━━━━━ Testo proposto ━━━━━

Il matronimico: dalle antiche civiltà alla sentenza della Corte Costituzionale

Pari opportunità e avvocatura: appunti di viaggio


Edil Merici

Di Rocco Lombardo

La scorsa settimana abbiamo approcciato l’argomento della Parità di Genere in una chiave di lettura storica, per evidenziare come le tematiche di genere abbiano sempre rivestito una notevole importanza sociologica e giuridica, analizzando alcuni aspetti di una lunghissima e radicata teoria secondo la quale l’organizzazione famigliare e sociale sarebbe stata dominata un tempo dalle donne e come il patriarcato sia stato preceduto dal matriarcato, anche se sarebbe più corretto parlare di matrilinearità.
Non abbiamo consultato oracoli, ma aver anticipato di poche ore le tematiche legate al matronimico, ancorché in chiave esegetica e storica, rivenienti dalla pronuncia epocale della Corte Costituzionale del 27 aprile 2022, ci induce a concludere l’approfondimento storico sul matronimico in compagnia dell’Avvocato Adriano Scardaccione (Tesoriere del Comitato Pari Opportunità dell’Ordine degli Avvocati di Roma e Responsabile del Dipartimento Nazionale Diritti Umani del Movimento Forense).

━━━━━ Elenco estratto ━━━━━

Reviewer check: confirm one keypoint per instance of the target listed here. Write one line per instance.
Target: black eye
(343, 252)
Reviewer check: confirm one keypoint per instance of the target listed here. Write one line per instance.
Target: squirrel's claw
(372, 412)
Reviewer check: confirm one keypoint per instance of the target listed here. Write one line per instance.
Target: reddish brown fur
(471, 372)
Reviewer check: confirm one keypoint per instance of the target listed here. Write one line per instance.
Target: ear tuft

━━━━━
━━━━━ Elenco estratto ━━━━━

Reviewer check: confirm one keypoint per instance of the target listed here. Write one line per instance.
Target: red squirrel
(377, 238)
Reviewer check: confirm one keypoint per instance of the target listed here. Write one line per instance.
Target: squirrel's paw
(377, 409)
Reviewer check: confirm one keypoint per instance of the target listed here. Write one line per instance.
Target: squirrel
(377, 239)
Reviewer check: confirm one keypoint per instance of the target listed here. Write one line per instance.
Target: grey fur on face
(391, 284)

━━━━━

## [Esercizi proposti]
**a)** Ricopia tutto il testo sul matronimico, da "La scorsa settimana" giù fino a "parlare di matrilinearità.".
**b)** Elenca i termini che il testo sul matronimico usa per indicare forme di organizzazione famigliare e sociale.
Per rispondere basati soltanto sul testo sul matronimico.

## [Risposte complete]
**a)**
La scorsa settimana abbiamo approcciato l’argomento della Parità di Genere in una chiave di lettura storica, per evidenziare come le tematiche di genere abbiano sempre rivestito una notevole importanza sociologica e giuridica, analizzando alcuni aspetti di una lunghissima e radicata teoria secondo la quale l’organizzazione famigliare e sociale sarebbe stata dominata un tempo dalle donne e come il patriarcato sia stato preceduto dal matriarcato, anche se sarebbe più corretto parlare di matrilinearità.

**b)** Patriarcato, matriarcato, matrilinearità.